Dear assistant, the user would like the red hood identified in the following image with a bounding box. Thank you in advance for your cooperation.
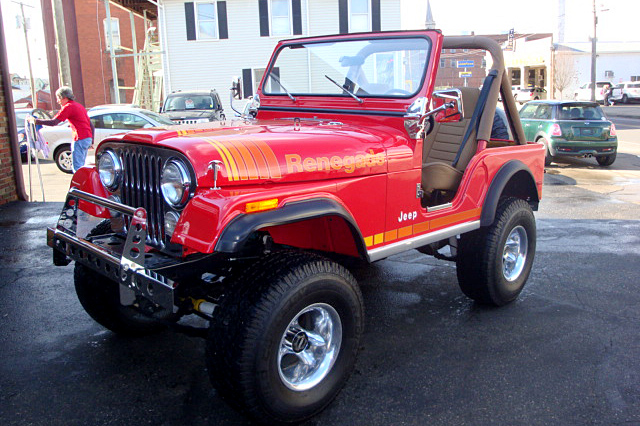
[100,120,392,188]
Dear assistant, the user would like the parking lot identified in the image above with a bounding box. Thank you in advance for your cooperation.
[0,107,640,426]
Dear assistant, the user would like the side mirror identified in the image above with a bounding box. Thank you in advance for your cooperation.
[431,89,464,123]
[231,77,242,99]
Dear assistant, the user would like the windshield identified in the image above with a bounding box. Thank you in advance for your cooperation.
[558,104,606,120]
[262,37,430,97]
[139,111,176,126]
[164,95,216,111]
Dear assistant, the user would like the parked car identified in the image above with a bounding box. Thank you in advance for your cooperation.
[15,108,51,162]
[609,81,640,104]
[520,101,618,166]
[160,90,225,124]
[573,81,611,102]
[513,87,547,104]
[47,30,544,425]
[40,106,175,173]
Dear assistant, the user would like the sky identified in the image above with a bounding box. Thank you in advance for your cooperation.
[0,0,640,78]
[401,0,640,42]
[0,0,49,79]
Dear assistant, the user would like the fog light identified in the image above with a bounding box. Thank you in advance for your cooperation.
[164,212,180,236]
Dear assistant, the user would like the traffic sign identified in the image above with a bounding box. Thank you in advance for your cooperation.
[456,60,473,68]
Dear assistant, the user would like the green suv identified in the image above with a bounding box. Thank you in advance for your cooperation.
[520,101,618,166]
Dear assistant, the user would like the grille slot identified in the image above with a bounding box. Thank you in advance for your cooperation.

What you should do: Please output the listing above as a numbered list, one line per item, with no blank lines. Leave the pictures out of the answer.

Correct output:
1. Dear assistant, the user would like the red hood identified in the following image with a bounding box. Thank you in advance for your cooperation.
2. [100,120,392,188]
3. Dear assistant, the user would like the parking lot identified in the image above with a bounding box. Thank you in advance for your cooperation.
4. [0,107,640,426]
5. Dear assistant, the user would like the side mirror identified in the image above with a bounding box. Thank you in advance for your cooperation.
6. [431,89,464,123]
7. [231,77,242,99]
8. Dear assistant, the user would like the windshield identified in the image above with a bounding box. Thank you in advance for your cooperation.
9. [558,104,606,120]
10. [262,37,430,97]
11. [139,111,176,126]
12. [164,95,216,111]
13. Dear assistant, the user would like the parked car identified in the image above with a bounding box. Thank you in advance for your cooperation.
14. [15,108,51,162]
15. [609,81,640,104]
16. [520,101,618,166]
17. [160,90,225,124]
18. [573,81,611,102]
19. [513,87,547,104]
20. [47,30,544,425]
21. [40,106,175,173]
22. Dear assistant, the user would like the sky identified in the image above with a bounding box. Thank you in advance for your cooperation.
23. [0,0,640,78]
24. [401,0,640,42]
25. [0,0,49,79]
26. Dear assistant, the user would like the fog light identified in the image above with a bounding box. Thank you in advance for your cooperation.
27. [164,212,180,236]
28. Dear assistant, the user would like the traffic sign identified in the image above with a bounding box. Thank you in advance for your cooperation.
29. [456,60,473,68]
30. Dear assistant, the user would like the green suv identified in the image above with a bounding box. Thank you in advance for your cooperation.
31. [520,101,618,166]
32. Dear assistant, the user would like the grille slot identified in the image above with a bounding box. Thank you in advance for your cooperation.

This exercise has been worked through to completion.